━━━━━ EXTRACT PROVIDED ━━━━━

3 comforting lessons about grief we can learn from the animal kingdom.
Did you know that grief is not just a human emotion? Behaviors of grief have also been observed in other species.
You've probably heard stories like the dog lying beside his owner's casket, but beyond the anecdotes is enough scientific observation to suggest that many animals experience what we could call grief symptoms.
Here are three things we can learn about grieving from the animal kingdom:
1. Getting over a traumatic loss doesn't happen overnight. Animals have been observed staying near the bodies of companions for days.
While you're going through the stages of grief, it's important to remember that your mission isn't to feel better right away or even as soon as you can.
When cameraman Mark Deeble was following an elephant family in Kenya for the documentary series "Africa," he observed a mother mourning the loss of her calf. She stayed next to the body for over an hour.
"In a more benign environment, an elephant might mourn for longer," James Honeyborne, a wildlife filmmaker, wrote in The Daily Mail. "I have heard of animals staying beside the bodies of dead friends for three days and nights, refusing to move."
Geese, which are notably loyal animals, often mourn in seclusion for a long time when their mate dies. Some will even refuse to take another mate ever again.

━━━━━

__ABOUT THIS EXERCISE__
Answer these questions from the text on animal grief above:
(a) In which country was Mark Deeble following an elephant family?
(b) In which publication did James Honeyborne write?
(c) What will some geese refuse to do after their mate dies?

━━━━━ DATA EXCERPTS ━━━━━

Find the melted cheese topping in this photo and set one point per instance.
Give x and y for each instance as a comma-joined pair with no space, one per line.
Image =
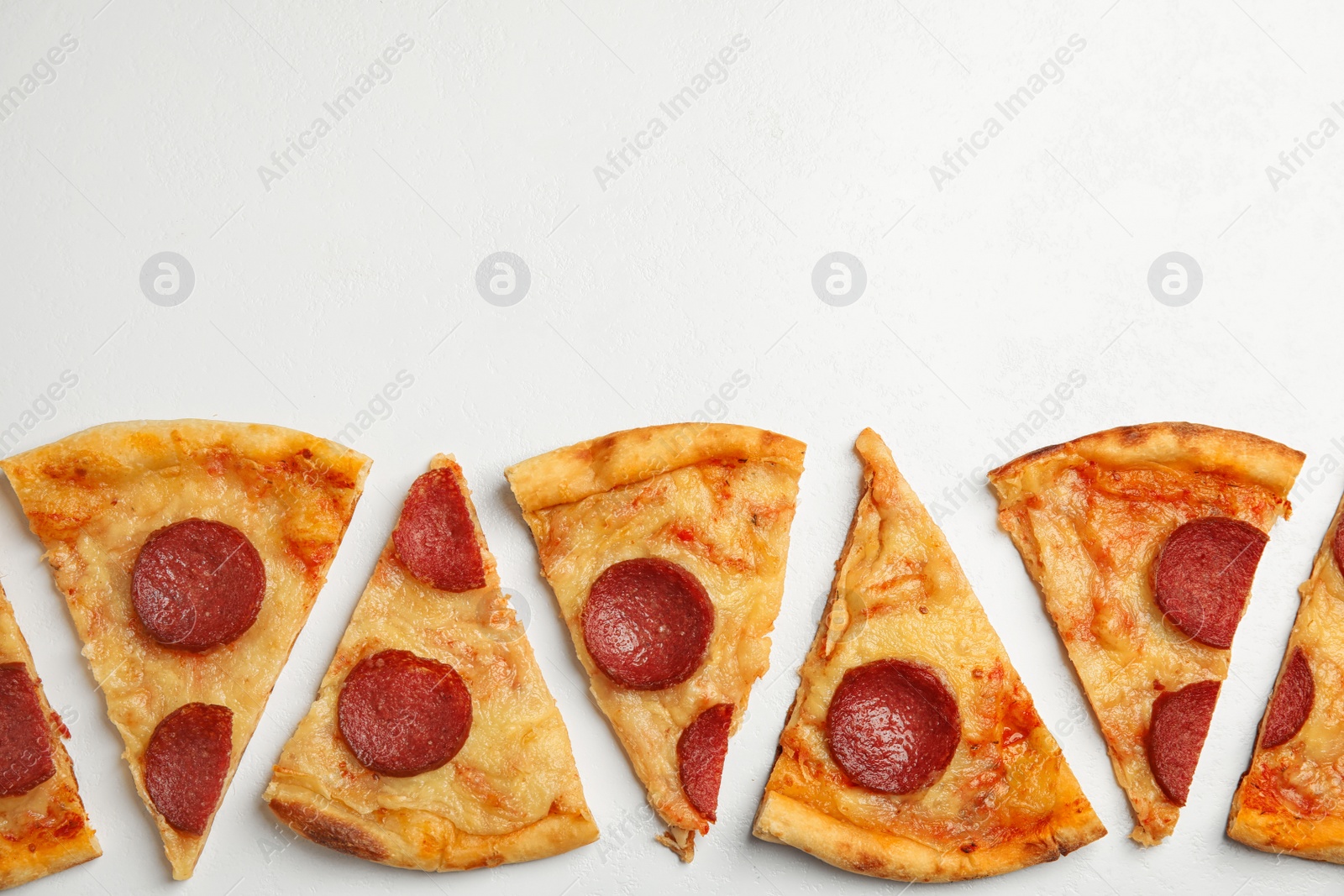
1089,535
45,829
725,521
94,506
900,593
517,766
1292,799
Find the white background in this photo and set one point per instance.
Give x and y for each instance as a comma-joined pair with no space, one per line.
649,295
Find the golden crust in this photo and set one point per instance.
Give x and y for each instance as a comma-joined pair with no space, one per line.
1089,517
716,499
880,855
46,829
511,794
577,472
900,593
1290,799
94,496
1182,446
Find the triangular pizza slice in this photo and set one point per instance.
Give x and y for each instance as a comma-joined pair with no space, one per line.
190,553
434,743
44,826
1292,799
913,750
665,548
1144,542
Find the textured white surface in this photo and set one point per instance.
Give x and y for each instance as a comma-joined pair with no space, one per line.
691,266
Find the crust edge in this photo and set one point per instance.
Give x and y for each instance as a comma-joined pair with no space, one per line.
573,473
1263,461
783,820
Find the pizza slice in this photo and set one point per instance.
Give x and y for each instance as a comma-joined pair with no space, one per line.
44,826
1292,799
913,752
434,743
1144,542
190,553
665,548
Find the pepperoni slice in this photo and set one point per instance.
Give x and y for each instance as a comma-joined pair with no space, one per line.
647,624
24,741
699,755
198,584
403,715
893,726
1176,735
436,537
1292,701
186,765
1203,577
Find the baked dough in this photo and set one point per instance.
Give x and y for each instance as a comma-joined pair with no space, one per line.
716,499
93,499
46,829
1007,799
511,794
1089,519
1292,799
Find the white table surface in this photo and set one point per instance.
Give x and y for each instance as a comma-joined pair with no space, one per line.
649,291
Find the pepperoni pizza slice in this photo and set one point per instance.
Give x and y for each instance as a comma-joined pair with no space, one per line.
44,826
665,548
190,553
434,743
1144,542
913,752
1292,799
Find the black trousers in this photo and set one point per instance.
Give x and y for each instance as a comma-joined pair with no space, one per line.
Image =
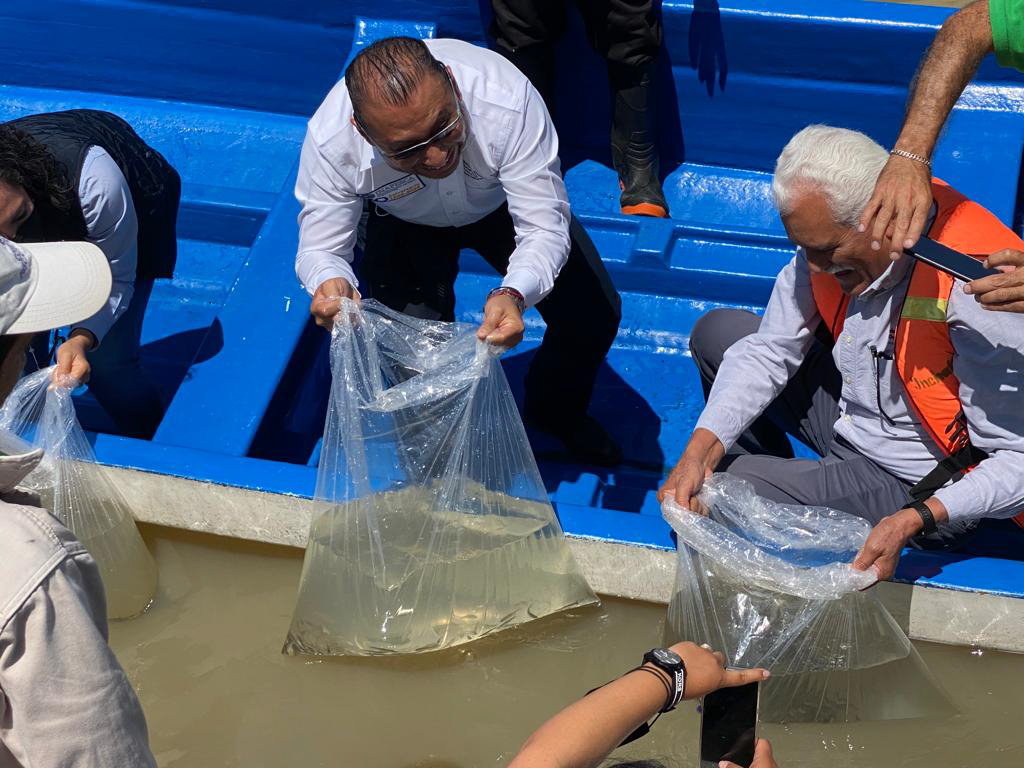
807,409
624,32
413,267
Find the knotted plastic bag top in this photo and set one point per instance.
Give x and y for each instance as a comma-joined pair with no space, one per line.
79,493
431,525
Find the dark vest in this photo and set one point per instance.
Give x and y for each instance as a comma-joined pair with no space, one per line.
155,185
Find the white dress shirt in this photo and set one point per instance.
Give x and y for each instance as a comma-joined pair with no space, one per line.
511,154
111,224
988,361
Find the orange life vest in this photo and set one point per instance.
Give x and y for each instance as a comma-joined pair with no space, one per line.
923,351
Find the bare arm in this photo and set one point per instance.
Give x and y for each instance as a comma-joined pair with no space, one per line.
902,196
584,733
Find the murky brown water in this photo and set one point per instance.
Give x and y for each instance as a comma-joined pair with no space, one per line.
206,660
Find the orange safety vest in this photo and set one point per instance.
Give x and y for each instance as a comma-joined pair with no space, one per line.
923,351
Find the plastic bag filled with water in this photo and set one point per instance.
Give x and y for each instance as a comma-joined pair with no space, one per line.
431,525
772,585
80,493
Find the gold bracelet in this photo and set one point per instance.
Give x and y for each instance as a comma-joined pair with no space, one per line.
910,156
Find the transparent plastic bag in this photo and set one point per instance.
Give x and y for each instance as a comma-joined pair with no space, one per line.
771,585
79,492
431,525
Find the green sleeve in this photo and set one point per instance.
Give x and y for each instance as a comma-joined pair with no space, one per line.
1007,18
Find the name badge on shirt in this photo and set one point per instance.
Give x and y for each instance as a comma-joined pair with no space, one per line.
396,189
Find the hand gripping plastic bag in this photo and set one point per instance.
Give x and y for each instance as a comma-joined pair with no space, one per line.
772,585
79,492
431,525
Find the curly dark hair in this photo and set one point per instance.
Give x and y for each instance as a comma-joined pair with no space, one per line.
27,163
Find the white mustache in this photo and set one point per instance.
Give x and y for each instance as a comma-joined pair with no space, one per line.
834,269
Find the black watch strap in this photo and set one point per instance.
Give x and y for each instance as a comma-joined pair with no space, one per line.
926,517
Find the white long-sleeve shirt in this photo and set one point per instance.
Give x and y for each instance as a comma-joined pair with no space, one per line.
988,361
511,154
111,224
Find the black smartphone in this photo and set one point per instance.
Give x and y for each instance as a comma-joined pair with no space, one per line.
952,262
728,725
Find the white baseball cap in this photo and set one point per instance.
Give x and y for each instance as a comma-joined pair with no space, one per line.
49,285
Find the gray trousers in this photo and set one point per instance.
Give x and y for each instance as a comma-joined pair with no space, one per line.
807,409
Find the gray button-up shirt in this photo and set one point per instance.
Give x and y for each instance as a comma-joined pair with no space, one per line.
65,699
988,361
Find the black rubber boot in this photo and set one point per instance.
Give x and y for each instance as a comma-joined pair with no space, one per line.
633,151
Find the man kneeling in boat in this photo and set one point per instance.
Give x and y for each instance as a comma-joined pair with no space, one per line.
899,381
446,145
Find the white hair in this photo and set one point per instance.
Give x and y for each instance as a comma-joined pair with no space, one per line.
843,164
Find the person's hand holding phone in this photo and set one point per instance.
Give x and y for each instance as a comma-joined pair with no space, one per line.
1004,292
706,671
762,757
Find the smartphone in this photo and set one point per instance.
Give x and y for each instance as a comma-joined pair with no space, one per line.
952,262
728,726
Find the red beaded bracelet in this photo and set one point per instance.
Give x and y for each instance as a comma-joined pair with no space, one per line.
520,300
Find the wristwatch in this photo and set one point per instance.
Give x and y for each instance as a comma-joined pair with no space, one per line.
926,517
671,664
518,298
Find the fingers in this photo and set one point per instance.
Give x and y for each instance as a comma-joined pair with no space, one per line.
998,291
732,678
502,323
1006,257
866,557
687,487
763,757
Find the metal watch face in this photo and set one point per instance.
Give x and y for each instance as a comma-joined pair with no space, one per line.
666,656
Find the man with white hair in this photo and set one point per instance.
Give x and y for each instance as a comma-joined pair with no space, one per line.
906,388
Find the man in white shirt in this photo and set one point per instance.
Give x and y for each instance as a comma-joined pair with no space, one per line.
446,145
86,175
860,357
65,699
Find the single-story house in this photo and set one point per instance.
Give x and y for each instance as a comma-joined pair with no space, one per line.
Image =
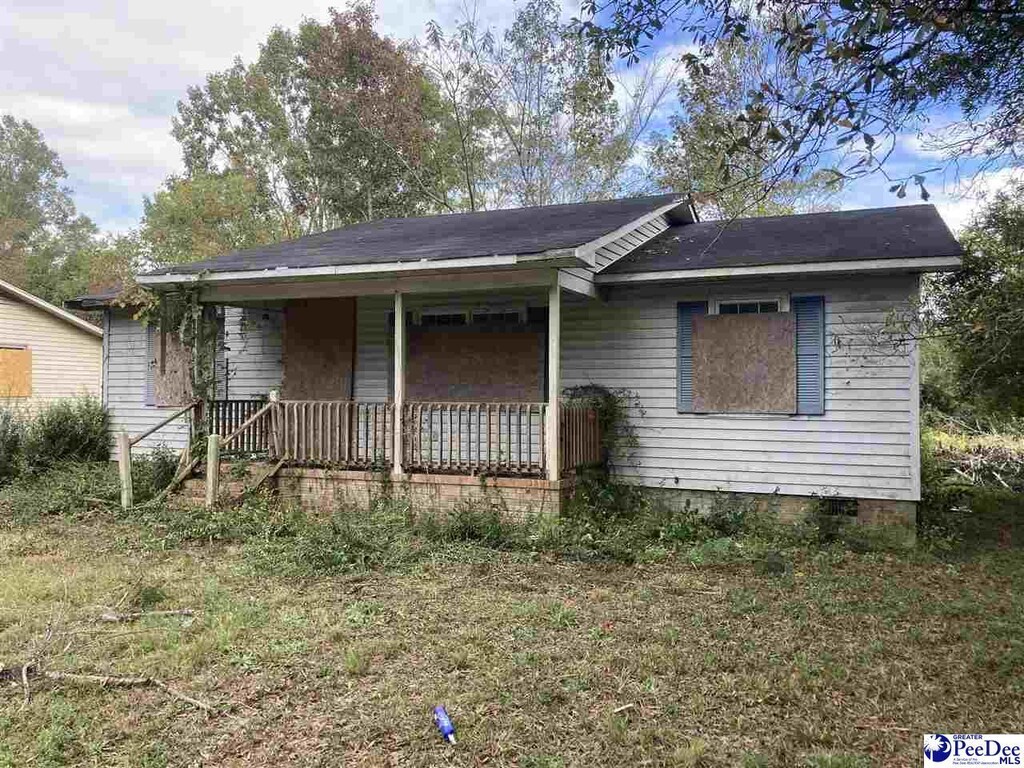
46,353
753,353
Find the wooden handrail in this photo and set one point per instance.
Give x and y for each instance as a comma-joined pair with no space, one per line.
164,423
248,423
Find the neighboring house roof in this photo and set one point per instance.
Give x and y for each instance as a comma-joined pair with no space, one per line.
877,233
28,298
96,300
510,231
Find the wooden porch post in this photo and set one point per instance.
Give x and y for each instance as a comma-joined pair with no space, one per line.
399,381
551,452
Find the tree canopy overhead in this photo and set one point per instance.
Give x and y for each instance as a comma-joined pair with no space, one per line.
858,73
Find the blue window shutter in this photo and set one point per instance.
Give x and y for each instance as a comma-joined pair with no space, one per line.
684,345
810,312
151,364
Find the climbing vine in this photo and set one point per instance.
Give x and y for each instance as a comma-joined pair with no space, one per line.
619,439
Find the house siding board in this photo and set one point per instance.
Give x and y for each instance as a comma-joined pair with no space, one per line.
616,249
127,363
67,361
630,342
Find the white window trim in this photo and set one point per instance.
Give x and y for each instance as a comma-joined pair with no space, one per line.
715,302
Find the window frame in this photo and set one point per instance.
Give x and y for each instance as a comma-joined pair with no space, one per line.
715,302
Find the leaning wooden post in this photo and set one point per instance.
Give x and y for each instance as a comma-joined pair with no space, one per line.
124,468
212,469
551,452
274,446
399,382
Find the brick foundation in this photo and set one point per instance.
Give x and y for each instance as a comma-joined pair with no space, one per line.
518,497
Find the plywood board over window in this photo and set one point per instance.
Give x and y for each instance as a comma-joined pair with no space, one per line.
744,364
172,371
15,372
318,349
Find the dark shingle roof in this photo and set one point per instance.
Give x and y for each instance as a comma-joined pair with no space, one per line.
907,231
517,230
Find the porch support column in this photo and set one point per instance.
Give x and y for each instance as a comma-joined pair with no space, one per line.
551,453
399,382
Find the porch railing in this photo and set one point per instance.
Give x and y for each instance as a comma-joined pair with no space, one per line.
474,437
226,416
502,438
343,433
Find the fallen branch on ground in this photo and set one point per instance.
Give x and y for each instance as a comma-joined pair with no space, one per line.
114,617
29,671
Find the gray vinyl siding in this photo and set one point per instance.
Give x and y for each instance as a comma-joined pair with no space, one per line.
374,364
252,340
863,445
124,395
373,345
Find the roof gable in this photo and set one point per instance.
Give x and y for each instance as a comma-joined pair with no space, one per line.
902,232
62,314
521,231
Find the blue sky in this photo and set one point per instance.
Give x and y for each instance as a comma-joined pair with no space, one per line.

━━━━━

__WORKED SOLUTION__
(a) Kenya
(b) The Daily Mail
(c) Take another mate ever again